_QUOTED PASSAGE:_
— begin —

# Colts vs Pats!



## Joseph Ringling (Jan 15, 2005)

Who's going to win? I have to go with Indy because I think this is Peyton Mannings time to shine. The Pats have a lot of injuries this week on defense and the Colts have been rolling on offense all year long. I don't think it will be a blowout by any means, I'll guess Colts 27 Pats 20.

[Edited on 15-1-2005 by skinsfanjoe]


----------



## blhowes (Jan 15, 2005)

> _Originally posted by skinsfanjoe_
> Who's going to win? I have to go with Indy because I think this is Peyton Mannings time to shine. The Pats have a lot of injuries this week on defense and the Colts have been rolling on offense all year long. I don't think it will be a blowout by any means, I'll guess Colts 27 Pats 20.


Pats 20 Colts 17

OK, folks, raise your hand if you want the 2004 Superbowl Champs to go all the way this year?

...looks almost unanimous from where I'm sitting (Massachusetts)


----------



## Ivan (Jan 15, 2005)

Who are the Pats?!


----------



## Irishcat922 (Jan 15, 2005)

Colts! I don't think I can take another year with the Brady Bunch.


----------



## Ivan (Jan 15, 2005)

> _Originally posted by Irishcat922_
> Colts! I don't think I can take another year with the Brady Bunch.



Hmmm...don't get it. Too clean-cut?


----------



## blhowes (Jan 15, 2005)

> _Originally posted by Irishcat922_
> Colts! I don't think I can take another year with the Brady Bunch.


Ah, come on. How about just one more year?


----------



## blhowes (Jan 15, 2005)

> _Originally posted by Ivan_
> 
> 
> > _Originally posted by Irishcat922_
> ...


I'm impressed at how well Tom Brady QBs when the pressure is on. Not much of a scrambler, but he gets the job done.


----------



## Irishcat922 (Jan 15, 2005)

New England that's not even a state, how can they have a football team? 

[Edited on 16-1-2005 by Irishcat922]


----------



## Joseph Ringling (Jan 15, 2005)

On a side note... The Steelers got away with one today against the Jets. New Yorks kicker missed two field goals in the last two minutes that would have won the game for them in regulation. I didn't think the Jets had much of a chance so by them taking the Steelers to overtime was a moral victory in my opinion, if there is such a thing.


----------



## ChristianTrader (Jan 15, 2005)

— end —

_LISTED ENTRIES:_

— begin —

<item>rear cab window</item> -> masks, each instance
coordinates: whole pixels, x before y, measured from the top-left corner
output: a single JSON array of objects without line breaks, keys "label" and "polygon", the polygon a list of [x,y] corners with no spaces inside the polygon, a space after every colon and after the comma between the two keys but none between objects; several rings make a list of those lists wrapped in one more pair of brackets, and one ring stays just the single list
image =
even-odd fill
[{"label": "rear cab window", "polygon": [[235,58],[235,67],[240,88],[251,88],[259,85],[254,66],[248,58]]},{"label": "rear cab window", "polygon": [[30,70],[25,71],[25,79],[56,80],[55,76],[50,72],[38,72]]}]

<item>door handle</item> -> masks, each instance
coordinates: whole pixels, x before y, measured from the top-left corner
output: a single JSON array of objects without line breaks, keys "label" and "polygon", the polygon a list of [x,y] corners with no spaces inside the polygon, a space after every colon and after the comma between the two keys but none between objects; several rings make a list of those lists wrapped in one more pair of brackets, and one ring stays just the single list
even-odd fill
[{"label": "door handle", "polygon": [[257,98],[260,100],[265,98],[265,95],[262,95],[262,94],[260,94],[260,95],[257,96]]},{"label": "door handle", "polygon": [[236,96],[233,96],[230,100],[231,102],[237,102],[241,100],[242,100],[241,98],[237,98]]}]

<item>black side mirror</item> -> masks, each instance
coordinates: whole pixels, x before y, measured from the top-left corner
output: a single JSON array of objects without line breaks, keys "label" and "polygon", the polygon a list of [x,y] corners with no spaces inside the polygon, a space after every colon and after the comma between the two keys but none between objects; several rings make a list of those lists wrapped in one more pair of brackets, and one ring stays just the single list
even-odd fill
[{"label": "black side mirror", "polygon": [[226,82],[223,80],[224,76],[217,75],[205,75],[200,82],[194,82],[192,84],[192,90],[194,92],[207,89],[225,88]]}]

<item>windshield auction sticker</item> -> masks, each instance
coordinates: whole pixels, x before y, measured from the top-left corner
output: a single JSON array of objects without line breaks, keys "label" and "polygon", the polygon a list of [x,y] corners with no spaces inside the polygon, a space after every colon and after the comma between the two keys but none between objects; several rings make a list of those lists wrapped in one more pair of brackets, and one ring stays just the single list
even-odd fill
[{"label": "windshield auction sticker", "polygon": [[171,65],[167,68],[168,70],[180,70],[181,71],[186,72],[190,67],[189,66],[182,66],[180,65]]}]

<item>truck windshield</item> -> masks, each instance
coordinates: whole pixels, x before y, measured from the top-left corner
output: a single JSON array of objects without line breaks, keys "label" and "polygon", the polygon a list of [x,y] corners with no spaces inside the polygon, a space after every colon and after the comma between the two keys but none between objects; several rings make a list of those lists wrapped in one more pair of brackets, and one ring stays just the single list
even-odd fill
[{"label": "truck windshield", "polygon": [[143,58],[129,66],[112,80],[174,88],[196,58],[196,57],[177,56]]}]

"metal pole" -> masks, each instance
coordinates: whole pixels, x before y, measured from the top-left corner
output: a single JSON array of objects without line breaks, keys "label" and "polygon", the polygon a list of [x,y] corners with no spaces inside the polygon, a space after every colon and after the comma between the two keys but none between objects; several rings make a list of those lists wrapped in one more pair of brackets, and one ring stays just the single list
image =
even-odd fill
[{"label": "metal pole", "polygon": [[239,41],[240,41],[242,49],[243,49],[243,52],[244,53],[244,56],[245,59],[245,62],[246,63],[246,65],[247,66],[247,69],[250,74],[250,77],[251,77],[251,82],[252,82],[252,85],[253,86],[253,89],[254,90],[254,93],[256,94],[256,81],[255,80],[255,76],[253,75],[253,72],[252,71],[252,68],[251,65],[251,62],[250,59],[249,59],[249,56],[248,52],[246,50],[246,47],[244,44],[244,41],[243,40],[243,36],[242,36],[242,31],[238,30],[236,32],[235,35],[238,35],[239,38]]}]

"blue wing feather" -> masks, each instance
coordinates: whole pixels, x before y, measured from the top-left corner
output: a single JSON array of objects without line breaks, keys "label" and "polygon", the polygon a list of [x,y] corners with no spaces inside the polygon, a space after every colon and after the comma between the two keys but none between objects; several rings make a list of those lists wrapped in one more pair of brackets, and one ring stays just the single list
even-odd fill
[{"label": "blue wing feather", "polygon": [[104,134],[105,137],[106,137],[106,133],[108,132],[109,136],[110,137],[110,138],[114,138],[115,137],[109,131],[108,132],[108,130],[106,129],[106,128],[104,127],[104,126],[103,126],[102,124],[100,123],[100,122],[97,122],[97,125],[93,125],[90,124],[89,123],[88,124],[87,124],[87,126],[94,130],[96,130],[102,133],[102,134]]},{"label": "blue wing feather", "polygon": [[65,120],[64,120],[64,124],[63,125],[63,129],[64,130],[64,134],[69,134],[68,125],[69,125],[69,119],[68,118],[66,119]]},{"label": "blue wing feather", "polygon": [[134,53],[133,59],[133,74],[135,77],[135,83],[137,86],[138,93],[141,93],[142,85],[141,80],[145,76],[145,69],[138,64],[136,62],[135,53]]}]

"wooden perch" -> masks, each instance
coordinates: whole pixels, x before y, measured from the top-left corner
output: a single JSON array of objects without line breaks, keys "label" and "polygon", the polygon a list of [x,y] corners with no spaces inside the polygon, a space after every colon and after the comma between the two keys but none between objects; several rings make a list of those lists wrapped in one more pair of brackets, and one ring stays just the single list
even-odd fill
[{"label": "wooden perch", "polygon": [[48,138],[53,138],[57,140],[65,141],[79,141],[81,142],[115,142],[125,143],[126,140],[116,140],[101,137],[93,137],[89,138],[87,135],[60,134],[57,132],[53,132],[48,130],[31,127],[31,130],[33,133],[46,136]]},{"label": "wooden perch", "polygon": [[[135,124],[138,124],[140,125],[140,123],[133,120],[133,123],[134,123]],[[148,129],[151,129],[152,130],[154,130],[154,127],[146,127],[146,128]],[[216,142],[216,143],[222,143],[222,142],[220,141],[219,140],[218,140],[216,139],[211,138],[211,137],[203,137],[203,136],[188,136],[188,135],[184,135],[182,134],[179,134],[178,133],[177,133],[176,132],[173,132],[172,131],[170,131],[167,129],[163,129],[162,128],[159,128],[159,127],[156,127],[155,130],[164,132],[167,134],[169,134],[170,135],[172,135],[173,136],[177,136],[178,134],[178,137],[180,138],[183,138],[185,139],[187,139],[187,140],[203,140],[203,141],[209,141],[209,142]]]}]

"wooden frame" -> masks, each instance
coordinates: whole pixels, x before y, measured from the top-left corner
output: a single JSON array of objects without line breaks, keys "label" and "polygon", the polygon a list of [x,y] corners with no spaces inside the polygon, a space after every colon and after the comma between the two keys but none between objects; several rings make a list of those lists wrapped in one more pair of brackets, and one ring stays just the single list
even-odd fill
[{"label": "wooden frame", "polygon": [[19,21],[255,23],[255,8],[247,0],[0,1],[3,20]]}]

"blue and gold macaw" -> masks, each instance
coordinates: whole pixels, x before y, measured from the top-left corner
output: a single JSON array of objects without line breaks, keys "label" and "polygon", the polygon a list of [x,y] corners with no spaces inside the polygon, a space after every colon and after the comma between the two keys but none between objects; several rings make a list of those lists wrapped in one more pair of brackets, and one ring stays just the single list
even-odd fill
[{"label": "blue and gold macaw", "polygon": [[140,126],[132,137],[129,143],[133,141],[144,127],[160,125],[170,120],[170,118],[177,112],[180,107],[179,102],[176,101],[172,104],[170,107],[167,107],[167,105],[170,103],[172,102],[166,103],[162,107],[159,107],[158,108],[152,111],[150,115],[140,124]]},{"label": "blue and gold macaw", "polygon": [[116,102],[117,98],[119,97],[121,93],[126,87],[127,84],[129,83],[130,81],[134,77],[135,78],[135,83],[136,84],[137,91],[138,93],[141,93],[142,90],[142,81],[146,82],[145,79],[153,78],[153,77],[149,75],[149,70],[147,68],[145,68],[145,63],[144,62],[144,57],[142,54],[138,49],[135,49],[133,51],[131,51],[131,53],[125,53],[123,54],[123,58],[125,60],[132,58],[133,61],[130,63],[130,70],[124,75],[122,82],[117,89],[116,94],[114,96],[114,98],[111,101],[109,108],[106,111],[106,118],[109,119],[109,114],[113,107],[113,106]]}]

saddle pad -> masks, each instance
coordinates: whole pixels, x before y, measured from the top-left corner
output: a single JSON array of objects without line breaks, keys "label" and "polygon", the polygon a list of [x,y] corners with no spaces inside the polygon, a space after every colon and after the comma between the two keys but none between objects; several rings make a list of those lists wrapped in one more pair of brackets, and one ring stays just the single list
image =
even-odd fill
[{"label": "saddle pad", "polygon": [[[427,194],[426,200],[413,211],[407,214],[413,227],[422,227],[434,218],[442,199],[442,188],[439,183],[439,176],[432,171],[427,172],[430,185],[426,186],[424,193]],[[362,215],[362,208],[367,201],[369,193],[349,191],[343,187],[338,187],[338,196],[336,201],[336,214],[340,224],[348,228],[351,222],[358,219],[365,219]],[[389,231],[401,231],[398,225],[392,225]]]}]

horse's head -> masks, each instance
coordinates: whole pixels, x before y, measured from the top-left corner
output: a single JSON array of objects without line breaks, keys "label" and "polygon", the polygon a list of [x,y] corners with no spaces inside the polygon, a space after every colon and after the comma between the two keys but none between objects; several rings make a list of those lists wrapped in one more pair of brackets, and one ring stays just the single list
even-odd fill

— end —

_DIRECTION 1:_ Which lines of the records contain the string "item"? Return each of those lines in full.
_DIRECTION 2:_ Could you pick up the Colts vs Pats forum thread from its last line and keep writing it?

_EXERCISE ANSWER 1:_
<item>rear cab window</item> -> masks, each instance
<item>door handle</item> -> masks, each instance
<item>black side mirror</item> -> masks, each instance
<item>windshield auction sticker</item> -> masks, each instance
<item>truck windshield</item> -> masks, each instance

_EXERCISE ANSWER 2:_
> _Originally posted by blhowes_
> 
> 
> > _Originally posted by Irishcat922_
> ...



No, its time for Manning and Dungy to get their due.

CT


----------



## ChristianTrader (Jan 15, 2005)

> _Originally posted by blhowes_
> 
> 
> > _Originally posted by Irishcat922_
> ...



I also want to see the Pats suffer by trying to make the field, slower by leaving the tarp off when it was raining. 

Cheaters should not prosper.

CT


----------



## Joseph Ringling (Jan 15, 2005)

> _Originally posted by ChristianTrader_
> 
> 
> > _Originally posted by blhowes_
> ...




The refs have been enforcing that illegal contact rule all year long because of the way the Pats were all over the Colts receivers last year. Yet another disadvantage for the Pats.


----------



## Ivan (Jan 16, 2005)

> _Originally posted by blhowes_
> 
> 
> > _Originally posted by Ivan_
> ...



DOH!! Ah, yes, Tom BRADY!! 


GO Colts!!


----------



## blhowes (Jan 16, 2005)

Well, it looks like I missed a good game and a good outcome. Anybody watch the game today?


----------



## Joseph Ringling (Jan 16, 2005)

I watched most of it. The Pats defense dominated for the most part and the offense did what they had to do to win.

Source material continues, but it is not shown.